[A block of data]
##############################

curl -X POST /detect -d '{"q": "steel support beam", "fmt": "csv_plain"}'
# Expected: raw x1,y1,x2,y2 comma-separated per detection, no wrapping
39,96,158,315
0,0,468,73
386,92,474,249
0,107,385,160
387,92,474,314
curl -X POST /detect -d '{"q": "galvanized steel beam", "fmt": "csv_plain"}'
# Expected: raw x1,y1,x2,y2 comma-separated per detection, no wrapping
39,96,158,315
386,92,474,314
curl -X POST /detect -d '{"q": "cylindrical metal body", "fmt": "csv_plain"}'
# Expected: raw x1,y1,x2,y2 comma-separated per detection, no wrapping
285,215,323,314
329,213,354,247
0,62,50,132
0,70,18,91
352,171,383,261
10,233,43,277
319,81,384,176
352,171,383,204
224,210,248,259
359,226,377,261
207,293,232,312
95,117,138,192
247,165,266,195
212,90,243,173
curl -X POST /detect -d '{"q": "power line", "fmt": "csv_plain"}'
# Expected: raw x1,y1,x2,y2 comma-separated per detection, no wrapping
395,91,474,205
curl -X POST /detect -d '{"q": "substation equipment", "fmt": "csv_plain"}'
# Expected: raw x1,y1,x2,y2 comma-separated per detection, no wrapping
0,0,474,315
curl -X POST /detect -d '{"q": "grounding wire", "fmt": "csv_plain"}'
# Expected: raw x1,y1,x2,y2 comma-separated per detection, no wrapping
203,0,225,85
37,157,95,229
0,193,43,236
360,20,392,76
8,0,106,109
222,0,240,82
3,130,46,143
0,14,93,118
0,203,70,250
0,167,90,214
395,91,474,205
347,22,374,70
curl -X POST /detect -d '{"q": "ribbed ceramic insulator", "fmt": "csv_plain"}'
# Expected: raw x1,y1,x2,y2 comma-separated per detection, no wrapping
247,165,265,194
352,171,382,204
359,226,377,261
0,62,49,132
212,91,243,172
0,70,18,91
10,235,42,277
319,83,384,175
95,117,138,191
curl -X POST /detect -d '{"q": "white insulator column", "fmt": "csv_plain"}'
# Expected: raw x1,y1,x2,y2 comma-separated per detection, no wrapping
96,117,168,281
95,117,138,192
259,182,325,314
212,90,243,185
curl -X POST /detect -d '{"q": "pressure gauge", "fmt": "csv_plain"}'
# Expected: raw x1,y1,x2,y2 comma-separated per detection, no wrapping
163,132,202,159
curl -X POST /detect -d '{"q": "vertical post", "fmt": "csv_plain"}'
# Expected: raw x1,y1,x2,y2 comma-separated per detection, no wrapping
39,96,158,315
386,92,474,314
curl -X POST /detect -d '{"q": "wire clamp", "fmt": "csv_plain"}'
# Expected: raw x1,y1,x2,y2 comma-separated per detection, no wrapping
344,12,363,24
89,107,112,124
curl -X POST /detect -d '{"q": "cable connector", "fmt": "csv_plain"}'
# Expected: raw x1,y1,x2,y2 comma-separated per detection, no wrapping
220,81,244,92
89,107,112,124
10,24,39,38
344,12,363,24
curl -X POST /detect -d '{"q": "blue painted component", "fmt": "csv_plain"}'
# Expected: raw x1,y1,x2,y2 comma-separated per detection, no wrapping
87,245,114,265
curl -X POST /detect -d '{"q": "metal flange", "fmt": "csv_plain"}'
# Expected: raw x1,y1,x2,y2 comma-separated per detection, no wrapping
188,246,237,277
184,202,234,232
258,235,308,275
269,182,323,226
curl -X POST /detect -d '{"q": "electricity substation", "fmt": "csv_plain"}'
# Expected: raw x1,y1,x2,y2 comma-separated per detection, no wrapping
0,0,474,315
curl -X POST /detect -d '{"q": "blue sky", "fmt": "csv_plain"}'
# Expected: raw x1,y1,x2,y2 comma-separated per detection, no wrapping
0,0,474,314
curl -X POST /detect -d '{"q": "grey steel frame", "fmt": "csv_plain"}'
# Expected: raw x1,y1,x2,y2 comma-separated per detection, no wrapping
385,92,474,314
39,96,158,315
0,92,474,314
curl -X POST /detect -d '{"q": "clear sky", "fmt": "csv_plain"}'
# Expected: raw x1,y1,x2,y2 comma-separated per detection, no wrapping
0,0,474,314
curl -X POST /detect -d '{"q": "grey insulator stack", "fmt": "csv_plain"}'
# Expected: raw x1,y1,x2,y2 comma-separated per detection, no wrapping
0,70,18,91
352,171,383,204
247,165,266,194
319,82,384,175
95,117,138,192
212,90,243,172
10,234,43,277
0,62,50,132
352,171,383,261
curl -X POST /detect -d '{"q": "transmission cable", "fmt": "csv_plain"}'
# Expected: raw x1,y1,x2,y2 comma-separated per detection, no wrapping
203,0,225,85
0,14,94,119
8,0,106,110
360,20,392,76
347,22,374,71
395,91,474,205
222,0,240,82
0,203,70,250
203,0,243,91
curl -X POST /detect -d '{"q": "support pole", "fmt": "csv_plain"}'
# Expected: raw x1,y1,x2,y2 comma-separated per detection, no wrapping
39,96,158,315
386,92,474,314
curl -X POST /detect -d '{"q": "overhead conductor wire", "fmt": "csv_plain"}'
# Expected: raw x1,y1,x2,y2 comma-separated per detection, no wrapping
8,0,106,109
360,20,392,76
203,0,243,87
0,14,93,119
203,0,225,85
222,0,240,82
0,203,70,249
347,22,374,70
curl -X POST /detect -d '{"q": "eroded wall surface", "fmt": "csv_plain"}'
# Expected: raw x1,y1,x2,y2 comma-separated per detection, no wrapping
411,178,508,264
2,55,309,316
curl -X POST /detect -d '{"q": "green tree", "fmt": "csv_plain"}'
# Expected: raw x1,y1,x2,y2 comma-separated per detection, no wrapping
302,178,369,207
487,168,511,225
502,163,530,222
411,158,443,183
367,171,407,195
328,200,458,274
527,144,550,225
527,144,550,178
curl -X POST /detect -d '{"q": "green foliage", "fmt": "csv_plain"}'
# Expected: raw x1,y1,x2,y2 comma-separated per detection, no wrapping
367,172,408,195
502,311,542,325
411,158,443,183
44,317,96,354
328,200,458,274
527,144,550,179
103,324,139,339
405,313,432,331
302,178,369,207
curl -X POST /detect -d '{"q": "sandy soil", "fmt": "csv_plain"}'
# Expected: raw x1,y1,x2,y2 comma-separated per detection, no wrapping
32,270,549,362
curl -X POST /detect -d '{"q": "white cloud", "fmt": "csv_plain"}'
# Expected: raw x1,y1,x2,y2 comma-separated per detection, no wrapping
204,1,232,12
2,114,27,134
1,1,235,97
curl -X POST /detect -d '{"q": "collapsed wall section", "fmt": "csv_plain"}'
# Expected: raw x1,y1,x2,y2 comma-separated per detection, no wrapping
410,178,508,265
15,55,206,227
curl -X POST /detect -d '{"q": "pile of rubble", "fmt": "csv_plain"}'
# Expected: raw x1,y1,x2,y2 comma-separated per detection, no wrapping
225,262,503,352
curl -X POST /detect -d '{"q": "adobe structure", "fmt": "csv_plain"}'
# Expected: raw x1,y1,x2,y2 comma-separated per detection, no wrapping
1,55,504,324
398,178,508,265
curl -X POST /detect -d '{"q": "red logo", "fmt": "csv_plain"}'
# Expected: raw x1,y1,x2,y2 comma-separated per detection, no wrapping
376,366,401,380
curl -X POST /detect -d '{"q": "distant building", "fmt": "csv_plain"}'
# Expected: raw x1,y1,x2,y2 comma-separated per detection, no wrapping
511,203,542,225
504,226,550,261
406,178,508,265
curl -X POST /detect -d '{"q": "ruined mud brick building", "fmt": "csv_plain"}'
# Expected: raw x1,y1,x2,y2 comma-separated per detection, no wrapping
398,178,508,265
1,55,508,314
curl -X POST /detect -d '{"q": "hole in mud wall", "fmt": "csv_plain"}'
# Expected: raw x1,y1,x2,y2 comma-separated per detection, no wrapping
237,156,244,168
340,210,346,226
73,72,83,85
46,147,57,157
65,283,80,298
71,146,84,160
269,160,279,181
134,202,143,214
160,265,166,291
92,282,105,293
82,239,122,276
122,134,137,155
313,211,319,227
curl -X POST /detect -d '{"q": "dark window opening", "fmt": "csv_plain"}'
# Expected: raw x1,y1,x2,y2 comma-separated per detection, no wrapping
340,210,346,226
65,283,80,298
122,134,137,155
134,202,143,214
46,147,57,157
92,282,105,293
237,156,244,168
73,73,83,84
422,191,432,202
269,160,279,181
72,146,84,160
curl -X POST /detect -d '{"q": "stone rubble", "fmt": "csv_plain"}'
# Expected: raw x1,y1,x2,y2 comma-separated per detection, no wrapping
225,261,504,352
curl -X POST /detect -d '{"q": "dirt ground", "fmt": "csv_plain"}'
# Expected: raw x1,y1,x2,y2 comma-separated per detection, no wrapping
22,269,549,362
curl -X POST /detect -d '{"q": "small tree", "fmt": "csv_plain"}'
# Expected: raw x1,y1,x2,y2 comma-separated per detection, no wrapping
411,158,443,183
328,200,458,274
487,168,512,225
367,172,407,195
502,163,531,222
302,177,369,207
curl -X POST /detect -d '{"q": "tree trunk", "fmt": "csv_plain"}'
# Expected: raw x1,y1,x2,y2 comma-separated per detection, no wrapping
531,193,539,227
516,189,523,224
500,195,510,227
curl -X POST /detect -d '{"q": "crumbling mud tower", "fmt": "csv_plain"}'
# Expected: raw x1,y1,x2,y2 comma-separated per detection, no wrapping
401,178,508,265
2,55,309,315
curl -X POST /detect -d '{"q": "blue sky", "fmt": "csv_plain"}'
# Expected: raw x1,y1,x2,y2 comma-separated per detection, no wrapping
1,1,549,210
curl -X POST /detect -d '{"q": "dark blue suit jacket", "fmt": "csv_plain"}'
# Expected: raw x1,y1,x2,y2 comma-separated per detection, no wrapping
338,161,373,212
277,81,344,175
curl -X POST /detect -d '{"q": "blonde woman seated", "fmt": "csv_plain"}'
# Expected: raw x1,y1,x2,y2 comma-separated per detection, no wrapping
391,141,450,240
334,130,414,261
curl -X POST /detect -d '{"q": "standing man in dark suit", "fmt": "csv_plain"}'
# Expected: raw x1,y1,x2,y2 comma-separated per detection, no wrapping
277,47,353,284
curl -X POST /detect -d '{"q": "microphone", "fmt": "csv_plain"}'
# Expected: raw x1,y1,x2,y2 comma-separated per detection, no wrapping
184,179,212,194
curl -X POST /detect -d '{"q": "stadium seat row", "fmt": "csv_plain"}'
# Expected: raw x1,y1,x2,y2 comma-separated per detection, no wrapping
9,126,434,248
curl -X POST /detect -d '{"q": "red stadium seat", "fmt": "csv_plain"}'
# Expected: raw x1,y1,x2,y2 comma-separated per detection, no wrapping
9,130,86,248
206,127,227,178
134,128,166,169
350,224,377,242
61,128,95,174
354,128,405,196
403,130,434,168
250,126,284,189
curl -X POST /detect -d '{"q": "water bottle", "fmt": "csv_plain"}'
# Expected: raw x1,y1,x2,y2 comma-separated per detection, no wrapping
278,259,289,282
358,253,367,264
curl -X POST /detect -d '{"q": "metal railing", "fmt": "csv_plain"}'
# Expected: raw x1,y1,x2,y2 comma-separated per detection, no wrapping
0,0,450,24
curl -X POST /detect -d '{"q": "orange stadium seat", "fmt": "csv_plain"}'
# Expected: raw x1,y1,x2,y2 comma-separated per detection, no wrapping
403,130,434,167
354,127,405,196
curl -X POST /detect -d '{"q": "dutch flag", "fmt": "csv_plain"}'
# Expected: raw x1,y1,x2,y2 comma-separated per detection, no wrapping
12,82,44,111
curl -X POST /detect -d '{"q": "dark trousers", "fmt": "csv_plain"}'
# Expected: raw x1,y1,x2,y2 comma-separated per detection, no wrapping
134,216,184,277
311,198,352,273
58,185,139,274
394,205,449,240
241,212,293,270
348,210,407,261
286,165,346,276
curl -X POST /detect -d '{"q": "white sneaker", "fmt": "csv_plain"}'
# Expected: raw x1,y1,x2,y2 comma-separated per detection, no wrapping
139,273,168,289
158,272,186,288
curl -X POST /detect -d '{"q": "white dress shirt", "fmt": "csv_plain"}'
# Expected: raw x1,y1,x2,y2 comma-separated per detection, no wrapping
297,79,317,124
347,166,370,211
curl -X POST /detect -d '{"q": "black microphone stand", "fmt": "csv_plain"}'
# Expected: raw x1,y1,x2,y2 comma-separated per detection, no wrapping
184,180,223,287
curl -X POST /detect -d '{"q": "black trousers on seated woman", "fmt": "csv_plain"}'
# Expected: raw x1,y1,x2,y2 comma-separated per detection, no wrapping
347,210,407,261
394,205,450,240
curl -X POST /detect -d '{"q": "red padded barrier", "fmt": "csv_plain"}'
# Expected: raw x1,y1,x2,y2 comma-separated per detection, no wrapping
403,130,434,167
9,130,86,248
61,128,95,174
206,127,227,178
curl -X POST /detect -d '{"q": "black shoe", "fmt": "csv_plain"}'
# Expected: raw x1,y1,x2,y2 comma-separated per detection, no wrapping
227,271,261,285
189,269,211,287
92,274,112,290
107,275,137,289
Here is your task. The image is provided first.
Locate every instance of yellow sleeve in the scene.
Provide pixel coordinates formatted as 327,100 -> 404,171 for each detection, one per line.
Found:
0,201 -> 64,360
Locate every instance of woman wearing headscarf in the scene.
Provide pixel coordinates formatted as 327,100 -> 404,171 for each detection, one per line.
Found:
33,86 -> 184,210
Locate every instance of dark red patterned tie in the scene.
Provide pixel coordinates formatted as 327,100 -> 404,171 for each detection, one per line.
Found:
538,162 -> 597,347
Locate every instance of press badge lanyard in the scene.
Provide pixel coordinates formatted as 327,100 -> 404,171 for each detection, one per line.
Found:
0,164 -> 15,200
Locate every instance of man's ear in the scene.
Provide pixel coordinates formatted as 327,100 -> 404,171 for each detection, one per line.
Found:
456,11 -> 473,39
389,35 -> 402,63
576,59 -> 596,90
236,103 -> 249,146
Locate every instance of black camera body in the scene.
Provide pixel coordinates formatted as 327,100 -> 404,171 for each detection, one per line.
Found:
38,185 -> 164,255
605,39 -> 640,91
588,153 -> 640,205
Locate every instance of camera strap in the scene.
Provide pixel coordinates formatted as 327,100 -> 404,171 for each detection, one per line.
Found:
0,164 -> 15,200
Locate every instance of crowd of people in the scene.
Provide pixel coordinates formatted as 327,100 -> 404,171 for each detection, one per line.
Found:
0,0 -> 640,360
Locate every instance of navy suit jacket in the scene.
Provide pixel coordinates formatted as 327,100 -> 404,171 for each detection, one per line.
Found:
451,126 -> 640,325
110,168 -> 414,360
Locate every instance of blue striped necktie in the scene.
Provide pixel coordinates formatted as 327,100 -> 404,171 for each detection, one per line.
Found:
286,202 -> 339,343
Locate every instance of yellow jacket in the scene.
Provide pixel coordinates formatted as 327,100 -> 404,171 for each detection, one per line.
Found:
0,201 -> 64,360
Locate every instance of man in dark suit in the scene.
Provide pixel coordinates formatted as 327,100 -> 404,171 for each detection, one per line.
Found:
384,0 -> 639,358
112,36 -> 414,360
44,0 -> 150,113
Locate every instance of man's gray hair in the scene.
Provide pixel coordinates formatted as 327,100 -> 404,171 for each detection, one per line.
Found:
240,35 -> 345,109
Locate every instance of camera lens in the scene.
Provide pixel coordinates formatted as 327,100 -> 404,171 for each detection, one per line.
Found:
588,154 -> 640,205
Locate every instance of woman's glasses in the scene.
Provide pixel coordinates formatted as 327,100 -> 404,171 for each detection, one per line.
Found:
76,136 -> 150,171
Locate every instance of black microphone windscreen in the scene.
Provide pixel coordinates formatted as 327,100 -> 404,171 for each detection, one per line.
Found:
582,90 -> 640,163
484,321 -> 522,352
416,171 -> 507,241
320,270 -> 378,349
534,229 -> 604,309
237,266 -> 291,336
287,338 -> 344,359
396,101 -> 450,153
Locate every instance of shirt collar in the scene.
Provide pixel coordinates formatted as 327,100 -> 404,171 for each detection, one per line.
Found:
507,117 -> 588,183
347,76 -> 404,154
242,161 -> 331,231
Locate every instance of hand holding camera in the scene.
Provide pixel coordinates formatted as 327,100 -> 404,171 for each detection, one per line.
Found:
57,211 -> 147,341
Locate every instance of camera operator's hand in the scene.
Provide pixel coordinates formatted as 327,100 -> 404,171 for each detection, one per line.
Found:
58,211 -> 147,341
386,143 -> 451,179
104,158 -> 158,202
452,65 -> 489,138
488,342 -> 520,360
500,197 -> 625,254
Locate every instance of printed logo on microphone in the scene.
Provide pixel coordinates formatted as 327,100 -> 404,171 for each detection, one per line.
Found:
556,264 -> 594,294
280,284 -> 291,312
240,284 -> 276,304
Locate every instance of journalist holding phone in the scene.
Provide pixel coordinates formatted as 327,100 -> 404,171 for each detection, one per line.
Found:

##############################

REQUIRED TASK: Give only the number of lines in the data above that contain the string "metal". Case counts.

FULL RESPONSE: 3